**Compiti da svolgere**
1) Trascriva per intero la recensione del romanzo di Henning Mankell, senza modificarne alcuna parte.
2) Conti quante righe contengono la parola "gable" e riporti soltanto il numero.

Recensione a cura di Cristina di "Racconti in valigia"

Il romanzo di Henning Mankell oscilla tra Svezia e Zambia, tra un passato e un presente che si intrecciano fino a diventare un tutt’uno.
Il collante è Hans Olofson: svedese, figlio di un padre ex marinaio ora boscaiolo e di una madre andata via quando lui era un bambino. Trascorre la sua adolescenza in compagnia di Sture e della donna “senza naso” fino a quando la vita non farà loro uno sgambetto e Hans si ritroverà da solo con un padre ubriacone dal quale ha ereditato  la passione viscerale per il mare e per le terre lontane. Inadeguato per la realtà che lo circonda e deciso a realizzare il sogno di Jennie, la donna senza naso, parte alla volta dell’Africa diretto alla missione di Mutshatsha, vicino Lukasa, Zambia.
Originariamente concepito per restarvi solo alcuni giorni, il viaggio in Africa si trasforma in una lunghissima permanenza come bwana, padrone.
Venti lunghi anni in cui anche noi lettori possiamo sentire l’odore della terra africana, vedere i tramonti infuocati, lasciarci meravigliare dalla sua bellezza e allo stesso tempo temerla; dormire con un revolver sotto al cuscino perché i neri non vogliono più i bianchi nella loro terra. Comprendere l’arroganza dei bianchi anche laddove è vestita di bontà nel pensare di aiutare questa gente partendo dai nostri concetti. Ma ci sono differenze di colore nel pensiero stesso, il pensiero bianco non sarà mai nero: intriso di credenze, antenati,natura e grande dignità.

**Materiale di lavoro**
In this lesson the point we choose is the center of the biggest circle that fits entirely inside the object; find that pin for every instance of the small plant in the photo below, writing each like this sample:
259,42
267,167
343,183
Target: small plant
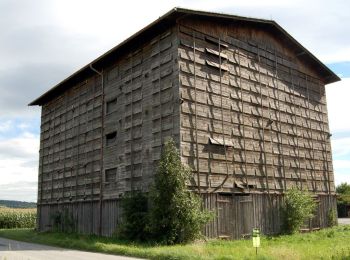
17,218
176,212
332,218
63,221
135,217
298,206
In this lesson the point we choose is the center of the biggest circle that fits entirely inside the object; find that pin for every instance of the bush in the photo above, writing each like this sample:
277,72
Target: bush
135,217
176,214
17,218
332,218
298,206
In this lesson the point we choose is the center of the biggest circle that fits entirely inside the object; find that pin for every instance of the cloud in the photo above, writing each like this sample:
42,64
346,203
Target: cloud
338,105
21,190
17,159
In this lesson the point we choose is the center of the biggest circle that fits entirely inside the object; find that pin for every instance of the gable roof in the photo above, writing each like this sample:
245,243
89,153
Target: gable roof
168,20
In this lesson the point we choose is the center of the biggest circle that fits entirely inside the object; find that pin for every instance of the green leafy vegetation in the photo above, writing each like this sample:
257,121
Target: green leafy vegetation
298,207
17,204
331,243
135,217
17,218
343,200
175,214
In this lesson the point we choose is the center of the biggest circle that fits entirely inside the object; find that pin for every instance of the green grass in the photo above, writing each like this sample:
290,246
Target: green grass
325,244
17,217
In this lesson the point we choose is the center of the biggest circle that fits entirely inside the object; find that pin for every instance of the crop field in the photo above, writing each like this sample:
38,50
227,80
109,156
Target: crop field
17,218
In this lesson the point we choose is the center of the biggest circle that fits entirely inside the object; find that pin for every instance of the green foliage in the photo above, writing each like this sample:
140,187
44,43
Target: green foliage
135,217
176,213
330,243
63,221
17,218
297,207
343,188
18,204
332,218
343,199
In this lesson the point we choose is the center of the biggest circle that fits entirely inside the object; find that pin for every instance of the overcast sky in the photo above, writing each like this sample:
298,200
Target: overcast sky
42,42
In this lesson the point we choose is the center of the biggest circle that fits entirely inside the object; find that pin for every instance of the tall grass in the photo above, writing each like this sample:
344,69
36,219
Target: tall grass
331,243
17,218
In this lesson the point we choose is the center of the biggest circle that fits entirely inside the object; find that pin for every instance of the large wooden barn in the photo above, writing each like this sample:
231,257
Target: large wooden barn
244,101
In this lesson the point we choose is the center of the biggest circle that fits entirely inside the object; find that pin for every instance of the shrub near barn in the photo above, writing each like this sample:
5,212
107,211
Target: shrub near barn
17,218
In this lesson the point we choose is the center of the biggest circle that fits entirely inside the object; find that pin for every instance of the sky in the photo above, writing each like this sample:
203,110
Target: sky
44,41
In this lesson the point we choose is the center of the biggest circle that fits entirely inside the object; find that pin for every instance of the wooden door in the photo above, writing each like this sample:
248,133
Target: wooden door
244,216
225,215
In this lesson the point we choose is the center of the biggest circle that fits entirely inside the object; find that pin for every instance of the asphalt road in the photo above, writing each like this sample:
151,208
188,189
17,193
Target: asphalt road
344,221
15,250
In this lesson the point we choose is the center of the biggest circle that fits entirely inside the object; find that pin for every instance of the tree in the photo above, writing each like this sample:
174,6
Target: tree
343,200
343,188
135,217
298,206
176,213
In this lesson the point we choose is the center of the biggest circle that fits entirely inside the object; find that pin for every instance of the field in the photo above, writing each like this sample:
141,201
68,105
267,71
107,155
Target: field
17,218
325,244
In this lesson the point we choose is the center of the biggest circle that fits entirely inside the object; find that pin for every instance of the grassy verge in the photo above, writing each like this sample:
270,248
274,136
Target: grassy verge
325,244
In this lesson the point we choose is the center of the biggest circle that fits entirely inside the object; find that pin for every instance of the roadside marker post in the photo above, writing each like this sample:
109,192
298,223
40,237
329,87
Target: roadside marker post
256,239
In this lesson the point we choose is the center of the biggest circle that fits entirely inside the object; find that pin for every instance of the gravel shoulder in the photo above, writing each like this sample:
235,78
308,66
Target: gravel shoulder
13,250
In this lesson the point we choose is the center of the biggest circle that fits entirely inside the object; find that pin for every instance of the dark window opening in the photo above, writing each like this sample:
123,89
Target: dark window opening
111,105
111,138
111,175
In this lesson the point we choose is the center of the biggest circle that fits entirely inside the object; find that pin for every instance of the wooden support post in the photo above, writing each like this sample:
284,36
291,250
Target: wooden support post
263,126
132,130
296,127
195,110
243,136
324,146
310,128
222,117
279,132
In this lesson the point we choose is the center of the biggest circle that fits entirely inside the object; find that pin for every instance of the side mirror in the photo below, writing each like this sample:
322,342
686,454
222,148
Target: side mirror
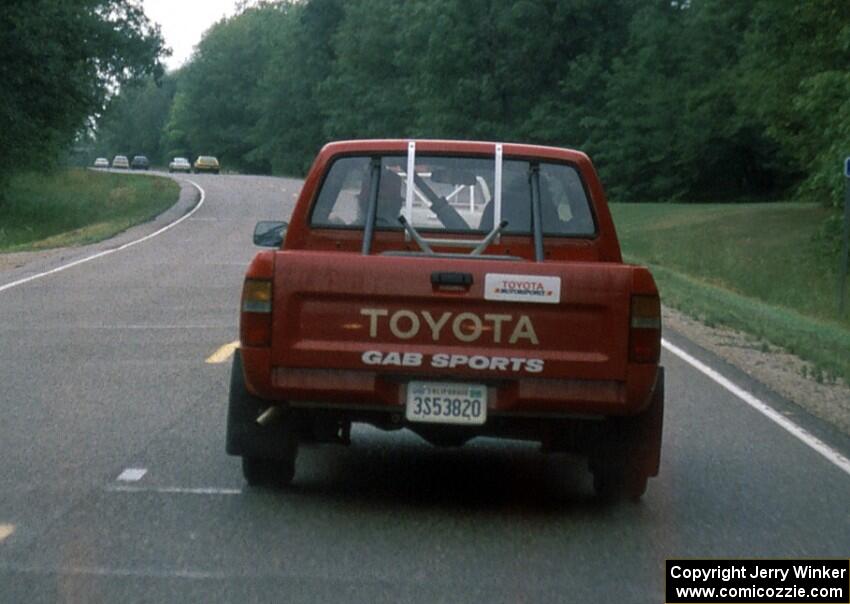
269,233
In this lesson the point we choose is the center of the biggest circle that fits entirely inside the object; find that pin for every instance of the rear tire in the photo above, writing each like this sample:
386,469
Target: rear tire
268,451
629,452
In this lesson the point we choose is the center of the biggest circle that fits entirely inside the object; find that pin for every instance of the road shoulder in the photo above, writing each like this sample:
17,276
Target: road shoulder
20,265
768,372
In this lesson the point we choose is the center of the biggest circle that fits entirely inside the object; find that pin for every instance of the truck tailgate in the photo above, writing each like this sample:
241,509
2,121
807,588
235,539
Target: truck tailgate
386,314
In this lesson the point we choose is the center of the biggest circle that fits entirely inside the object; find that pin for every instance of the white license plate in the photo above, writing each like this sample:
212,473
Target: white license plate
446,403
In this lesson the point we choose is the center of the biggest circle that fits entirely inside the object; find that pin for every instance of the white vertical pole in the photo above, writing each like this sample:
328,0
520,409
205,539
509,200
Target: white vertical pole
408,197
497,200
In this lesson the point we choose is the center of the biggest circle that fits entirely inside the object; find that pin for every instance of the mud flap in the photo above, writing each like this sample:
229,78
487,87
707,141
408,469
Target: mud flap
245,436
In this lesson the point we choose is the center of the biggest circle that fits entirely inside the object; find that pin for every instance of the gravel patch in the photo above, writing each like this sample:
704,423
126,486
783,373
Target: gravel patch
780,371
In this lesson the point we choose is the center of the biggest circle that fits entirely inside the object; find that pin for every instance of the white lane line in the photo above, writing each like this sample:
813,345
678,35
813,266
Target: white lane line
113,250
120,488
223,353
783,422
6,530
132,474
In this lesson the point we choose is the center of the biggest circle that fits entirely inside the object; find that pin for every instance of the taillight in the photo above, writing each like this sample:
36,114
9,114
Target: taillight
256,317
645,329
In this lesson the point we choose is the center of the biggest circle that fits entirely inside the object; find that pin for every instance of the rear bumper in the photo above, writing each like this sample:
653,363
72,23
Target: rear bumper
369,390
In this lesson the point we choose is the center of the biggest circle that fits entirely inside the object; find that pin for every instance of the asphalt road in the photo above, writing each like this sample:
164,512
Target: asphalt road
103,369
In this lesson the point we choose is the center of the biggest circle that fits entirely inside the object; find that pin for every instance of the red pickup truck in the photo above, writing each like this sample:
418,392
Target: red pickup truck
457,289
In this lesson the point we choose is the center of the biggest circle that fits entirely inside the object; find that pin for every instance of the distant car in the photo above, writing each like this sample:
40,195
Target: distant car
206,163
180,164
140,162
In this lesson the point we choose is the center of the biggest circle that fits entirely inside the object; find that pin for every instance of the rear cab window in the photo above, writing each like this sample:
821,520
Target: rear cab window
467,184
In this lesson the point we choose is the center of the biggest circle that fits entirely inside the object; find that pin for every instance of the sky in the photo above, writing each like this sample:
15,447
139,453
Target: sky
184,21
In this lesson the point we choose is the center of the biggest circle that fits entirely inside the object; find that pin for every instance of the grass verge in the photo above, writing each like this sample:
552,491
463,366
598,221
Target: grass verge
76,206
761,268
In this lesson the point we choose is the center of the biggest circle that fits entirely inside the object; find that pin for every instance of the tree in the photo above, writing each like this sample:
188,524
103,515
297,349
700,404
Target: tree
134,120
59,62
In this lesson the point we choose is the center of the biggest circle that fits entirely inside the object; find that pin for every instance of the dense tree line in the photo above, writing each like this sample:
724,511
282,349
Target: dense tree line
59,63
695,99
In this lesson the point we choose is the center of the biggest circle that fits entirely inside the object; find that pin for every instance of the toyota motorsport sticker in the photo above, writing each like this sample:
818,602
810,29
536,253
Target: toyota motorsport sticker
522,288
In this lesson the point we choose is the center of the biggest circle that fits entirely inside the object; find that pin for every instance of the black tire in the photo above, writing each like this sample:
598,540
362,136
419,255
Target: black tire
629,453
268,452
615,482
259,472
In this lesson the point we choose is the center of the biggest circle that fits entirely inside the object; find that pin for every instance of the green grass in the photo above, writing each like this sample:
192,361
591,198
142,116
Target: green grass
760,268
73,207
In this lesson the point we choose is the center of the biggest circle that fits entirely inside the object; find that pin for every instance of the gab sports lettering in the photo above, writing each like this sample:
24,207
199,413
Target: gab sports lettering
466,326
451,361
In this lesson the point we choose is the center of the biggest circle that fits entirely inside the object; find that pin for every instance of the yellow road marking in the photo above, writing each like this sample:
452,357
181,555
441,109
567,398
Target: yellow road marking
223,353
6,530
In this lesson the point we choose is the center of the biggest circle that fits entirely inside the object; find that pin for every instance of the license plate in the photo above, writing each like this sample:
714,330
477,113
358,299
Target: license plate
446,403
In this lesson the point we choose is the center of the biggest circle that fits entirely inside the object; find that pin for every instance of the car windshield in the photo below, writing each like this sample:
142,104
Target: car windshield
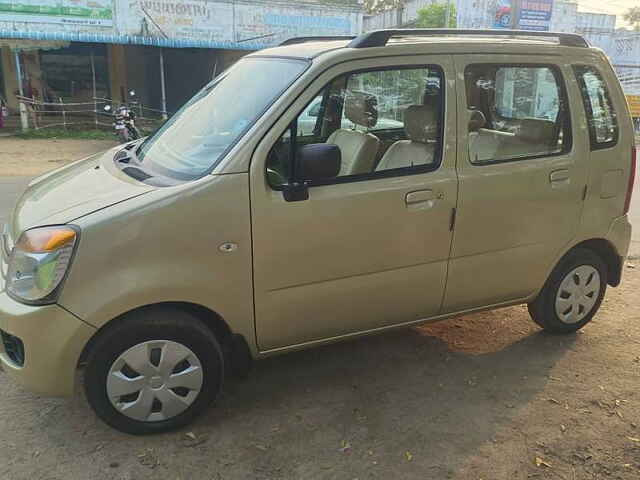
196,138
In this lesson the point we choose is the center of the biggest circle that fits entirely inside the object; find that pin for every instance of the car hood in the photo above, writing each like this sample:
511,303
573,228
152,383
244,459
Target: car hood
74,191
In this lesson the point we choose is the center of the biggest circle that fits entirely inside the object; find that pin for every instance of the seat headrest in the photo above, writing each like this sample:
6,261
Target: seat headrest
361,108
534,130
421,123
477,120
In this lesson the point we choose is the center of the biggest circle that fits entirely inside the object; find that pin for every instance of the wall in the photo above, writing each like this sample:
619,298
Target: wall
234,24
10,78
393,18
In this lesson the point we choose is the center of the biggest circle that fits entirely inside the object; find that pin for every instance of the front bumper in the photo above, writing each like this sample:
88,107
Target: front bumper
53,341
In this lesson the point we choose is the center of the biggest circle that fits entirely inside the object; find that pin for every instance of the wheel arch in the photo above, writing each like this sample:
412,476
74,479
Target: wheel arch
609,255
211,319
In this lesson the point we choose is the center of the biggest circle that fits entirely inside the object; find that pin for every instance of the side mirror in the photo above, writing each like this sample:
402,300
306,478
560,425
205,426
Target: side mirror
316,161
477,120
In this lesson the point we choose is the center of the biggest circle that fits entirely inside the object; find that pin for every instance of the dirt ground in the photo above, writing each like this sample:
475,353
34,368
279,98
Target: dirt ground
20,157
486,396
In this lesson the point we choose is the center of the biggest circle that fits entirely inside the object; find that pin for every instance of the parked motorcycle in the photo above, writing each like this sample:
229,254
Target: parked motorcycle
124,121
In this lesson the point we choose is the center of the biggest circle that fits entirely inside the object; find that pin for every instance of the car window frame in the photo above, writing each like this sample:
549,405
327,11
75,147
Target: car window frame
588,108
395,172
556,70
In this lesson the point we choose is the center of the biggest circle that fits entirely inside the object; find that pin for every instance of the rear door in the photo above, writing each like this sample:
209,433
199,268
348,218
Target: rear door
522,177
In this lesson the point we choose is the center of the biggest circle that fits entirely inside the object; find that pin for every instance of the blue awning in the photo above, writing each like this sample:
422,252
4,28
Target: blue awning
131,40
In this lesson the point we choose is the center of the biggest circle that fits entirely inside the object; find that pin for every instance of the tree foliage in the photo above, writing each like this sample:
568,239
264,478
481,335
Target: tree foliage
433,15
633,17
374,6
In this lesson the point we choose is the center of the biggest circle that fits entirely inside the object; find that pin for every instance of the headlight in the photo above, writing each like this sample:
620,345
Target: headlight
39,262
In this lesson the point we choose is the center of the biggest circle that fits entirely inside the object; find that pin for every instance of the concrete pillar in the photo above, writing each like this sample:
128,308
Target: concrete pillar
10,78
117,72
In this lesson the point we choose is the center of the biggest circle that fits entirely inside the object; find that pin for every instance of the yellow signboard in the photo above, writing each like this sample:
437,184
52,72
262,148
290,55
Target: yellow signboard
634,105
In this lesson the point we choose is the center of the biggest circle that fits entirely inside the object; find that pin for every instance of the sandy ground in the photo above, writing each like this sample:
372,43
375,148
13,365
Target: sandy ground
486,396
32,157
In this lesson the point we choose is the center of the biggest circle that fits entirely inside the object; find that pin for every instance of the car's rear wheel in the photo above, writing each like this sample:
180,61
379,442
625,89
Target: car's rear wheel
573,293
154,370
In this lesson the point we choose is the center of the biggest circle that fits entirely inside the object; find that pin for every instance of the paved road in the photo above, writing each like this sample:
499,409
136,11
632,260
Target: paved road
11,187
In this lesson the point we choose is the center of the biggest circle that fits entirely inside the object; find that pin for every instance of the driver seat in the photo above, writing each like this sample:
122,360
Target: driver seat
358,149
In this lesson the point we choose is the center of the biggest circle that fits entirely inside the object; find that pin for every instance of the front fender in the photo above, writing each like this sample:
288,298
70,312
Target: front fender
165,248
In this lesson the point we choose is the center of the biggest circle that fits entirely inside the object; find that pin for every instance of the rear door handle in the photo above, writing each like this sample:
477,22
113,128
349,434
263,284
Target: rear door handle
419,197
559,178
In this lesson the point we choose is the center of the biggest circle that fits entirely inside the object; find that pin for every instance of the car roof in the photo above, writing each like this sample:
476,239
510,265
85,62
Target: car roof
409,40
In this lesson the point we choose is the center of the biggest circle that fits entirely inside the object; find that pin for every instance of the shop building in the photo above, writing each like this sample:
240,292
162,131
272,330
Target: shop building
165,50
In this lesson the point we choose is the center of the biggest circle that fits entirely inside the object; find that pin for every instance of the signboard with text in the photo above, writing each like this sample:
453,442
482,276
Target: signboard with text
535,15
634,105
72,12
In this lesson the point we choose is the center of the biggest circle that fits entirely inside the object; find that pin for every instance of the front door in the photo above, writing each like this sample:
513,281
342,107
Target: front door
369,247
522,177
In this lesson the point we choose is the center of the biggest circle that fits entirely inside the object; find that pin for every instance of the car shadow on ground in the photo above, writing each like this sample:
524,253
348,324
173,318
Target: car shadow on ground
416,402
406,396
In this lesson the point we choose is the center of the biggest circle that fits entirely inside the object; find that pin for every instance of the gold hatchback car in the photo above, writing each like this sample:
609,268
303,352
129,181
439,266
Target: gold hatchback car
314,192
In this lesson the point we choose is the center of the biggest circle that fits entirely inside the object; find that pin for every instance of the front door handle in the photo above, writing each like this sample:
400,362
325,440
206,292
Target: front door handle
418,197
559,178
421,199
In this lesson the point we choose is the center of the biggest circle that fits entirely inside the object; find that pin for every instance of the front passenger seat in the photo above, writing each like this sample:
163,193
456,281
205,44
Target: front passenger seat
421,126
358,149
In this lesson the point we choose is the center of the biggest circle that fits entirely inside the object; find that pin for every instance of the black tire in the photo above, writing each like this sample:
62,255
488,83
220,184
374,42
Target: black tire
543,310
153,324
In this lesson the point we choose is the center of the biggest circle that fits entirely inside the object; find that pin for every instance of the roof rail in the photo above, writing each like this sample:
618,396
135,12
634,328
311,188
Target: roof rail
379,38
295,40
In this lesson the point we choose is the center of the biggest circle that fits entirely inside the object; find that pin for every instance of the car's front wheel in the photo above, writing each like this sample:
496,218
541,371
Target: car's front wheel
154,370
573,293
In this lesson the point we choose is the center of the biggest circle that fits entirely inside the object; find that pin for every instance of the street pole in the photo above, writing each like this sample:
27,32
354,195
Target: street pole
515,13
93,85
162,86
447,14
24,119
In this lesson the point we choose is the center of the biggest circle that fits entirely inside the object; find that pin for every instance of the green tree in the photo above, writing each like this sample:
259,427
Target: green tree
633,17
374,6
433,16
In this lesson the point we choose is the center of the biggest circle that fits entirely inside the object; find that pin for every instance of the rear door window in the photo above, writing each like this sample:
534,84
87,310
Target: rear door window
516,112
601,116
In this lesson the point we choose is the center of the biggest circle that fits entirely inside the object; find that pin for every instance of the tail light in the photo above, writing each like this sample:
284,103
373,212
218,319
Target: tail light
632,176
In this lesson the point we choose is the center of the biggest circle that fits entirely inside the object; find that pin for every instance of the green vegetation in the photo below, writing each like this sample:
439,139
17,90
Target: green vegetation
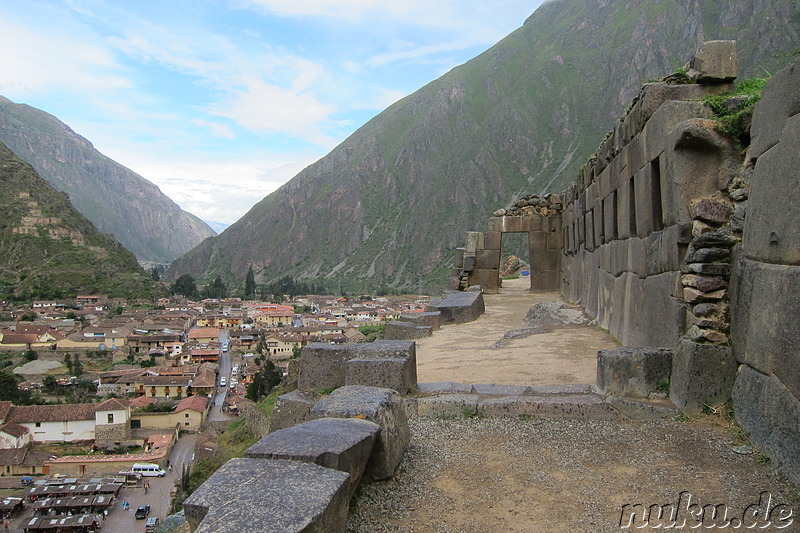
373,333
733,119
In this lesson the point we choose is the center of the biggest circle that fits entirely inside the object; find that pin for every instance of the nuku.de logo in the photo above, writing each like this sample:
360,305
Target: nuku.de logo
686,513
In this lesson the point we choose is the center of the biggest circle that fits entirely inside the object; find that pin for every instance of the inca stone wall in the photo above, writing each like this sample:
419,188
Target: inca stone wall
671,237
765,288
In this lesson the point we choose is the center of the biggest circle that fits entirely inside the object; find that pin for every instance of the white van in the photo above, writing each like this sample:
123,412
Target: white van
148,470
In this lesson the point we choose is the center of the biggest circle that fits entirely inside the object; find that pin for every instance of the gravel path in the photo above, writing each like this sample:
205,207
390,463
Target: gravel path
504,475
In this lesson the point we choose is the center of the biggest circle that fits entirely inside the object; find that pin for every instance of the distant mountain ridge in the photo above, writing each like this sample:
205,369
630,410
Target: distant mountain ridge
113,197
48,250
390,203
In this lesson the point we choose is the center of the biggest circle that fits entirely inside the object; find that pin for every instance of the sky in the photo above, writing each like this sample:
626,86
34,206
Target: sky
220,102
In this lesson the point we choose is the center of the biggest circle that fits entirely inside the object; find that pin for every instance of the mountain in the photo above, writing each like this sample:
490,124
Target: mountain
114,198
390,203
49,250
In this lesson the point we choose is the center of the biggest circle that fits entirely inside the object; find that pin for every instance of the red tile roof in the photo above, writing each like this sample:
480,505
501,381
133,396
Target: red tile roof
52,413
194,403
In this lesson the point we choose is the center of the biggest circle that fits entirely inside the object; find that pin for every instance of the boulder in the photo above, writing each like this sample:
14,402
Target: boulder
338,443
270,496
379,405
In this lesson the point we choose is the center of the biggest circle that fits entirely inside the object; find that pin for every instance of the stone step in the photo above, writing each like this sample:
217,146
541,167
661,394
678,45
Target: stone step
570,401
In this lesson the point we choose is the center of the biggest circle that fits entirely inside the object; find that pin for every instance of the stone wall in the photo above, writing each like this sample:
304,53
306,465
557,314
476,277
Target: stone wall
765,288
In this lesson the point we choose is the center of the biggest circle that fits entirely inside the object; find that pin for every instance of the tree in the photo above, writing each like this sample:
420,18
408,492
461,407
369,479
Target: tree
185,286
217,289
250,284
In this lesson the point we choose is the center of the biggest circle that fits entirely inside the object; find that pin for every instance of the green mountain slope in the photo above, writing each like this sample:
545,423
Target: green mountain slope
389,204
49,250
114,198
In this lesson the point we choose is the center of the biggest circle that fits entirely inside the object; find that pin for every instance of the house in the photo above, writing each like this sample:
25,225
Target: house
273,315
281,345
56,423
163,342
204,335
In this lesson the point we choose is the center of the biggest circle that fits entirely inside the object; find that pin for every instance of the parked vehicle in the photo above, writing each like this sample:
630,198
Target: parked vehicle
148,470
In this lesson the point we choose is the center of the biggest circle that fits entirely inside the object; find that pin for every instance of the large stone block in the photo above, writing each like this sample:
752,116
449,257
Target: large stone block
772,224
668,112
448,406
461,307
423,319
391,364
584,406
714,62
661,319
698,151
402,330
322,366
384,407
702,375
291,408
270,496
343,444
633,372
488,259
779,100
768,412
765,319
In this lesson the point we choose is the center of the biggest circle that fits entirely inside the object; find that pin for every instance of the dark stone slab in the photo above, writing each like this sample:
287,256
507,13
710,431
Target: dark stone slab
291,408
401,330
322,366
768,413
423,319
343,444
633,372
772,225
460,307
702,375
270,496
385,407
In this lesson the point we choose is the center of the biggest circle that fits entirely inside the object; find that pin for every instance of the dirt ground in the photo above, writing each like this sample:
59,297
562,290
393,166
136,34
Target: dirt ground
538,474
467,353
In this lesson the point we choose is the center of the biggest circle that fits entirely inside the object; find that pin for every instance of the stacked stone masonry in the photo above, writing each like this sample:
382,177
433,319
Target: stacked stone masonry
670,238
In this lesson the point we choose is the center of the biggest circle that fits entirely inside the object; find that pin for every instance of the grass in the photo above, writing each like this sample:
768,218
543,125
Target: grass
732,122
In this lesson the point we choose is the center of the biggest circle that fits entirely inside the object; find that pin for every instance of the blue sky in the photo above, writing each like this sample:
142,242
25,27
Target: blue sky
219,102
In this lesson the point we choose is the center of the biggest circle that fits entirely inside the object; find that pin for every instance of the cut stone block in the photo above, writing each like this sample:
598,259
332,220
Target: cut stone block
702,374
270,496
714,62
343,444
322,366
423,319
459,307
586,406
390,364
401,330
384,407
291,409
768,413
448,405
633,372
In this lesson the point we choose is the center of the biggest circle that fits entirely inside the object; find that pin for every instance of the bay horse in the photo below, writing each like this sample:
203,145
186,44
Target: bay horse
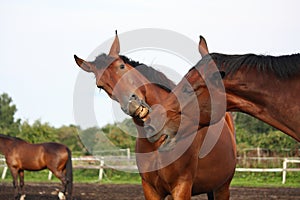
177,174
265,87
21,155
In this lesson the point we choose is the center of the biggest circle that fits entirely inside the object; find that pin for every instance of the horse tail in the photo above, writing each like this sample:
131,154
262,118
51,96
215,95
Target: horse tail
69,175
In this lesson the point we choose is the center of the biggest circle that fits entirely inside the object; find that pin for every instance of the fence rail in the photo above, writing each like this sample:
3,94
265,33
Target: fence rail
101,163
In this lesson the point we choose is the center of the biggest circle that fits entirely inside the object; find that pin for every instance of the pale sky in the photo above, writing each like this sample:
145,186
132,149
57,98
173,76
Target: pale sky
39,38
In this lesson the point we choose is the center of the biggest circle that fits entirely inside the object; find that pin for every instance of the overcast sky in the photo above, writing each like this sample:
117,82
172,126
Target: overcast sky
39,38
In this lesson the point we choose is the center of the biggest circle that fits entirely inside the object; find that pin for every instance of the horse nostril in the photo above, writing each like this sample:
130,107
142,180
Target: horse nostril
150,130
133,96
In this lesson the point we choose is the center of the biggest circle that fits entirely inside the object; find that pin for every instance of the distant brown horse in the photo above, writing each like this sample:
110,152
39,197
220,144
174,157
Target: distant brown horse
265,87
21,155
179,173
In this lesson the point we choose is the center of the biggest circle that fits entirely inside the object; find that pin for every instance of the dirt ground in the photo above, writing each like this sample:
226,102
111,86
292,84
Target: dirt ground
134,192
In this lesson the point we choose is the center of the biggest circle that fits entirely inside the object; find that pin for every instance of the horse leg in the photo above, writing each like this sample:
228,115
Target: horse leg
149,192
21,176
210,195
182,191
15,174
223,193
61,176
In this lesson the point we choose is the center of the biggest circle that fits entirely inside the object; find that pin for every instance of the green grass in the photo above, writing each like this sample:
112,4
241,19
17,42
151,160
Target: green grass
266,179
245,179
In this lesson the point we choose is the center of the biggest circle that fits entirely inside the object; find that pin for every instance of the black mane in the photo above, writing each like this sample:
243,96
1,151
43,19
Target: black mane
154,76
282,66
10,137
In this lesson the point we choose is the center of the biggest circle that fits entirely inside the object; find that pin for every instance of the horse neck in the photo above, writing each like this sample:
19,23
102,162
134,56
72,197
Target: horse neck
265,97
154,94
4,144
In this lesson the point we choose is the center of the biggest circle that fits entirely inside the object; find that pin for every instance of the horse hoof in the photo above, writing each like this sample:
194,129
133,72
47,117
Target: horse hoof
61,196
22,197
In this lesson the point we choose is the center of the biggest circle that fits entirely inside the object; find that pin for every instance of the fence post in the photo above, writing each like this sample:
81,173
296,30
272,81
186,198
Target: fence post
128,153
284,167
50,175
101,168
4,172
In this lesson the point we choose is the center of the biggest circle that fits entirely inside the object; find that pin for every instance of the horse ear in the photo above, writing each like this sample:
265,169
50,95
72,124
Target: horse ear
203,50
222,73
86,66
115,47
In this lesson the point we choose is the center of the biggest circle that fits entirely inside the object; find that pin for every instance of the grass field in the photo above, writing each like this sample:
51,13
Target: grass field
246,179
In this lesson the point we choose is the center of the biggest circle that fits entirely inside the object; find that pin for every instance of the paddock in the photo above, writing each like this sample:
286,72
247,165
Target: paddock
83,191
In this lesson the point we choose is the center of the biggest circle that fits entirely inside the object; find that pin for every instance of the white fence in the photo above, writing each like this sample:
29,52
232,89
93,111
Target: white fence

**Risposte ai compiti**
1)
Recensione a cura di Cristina di "Racconti in valigia"

Il romanzo di Henning Mankell oscilla tra Svezia e Zambia, tra un passato e un presente che si intrecciano fino a diventare un tutt’uno.
Il collante è Hans Olofson: svedese, figlio di un padre ex marinaio ora boscaiolo e di una madre andata via quando lui era un bambino. Trascorre la sua adolescenza in compagnia di Sture e della donna “senza naso” fino a quando la vita non farà loro uno sgambetto e Hans si ritroverà da solo con un padre ubriacone dal quale ha ereditato  la passione viscerale per il mare e per le terre lontane. Inadeguato per la realtà che lo circonda e deciso a realizzare il sogno di Jennie, la donna senza naso, parte alla volta dell’Africa diretto alla missione di Mutshatsha, vicino Lukasa, Zambia.
Originariamente concepito per restarvi solo alcuni giorni, il viaggio in Africa si trasforma in una lunghissima permanenza come bwana, padrone.
Venti lunghi anni in cui anche noi lettori possiamo sentire l’odore della terra africana, vedere i tramonti infuocati, lasciarci meravigliare dalla sua bellezza e allo stesso tempo temerla; dormire con un revolver sotto al cuscino perché i neri non vogliono più i bianchi nella loro terra. Comprendere l’arroganza dei bianchi anche laddove è vestita di bontà nel pensare di aiutare questa gente partendo dai nostri concetti. Ma ci sono differenze di colore nel pensiero stesso, il pensiero bianco non sarà mai nero: intriso di credenze, antenati,natura e grande dignità.

2) 2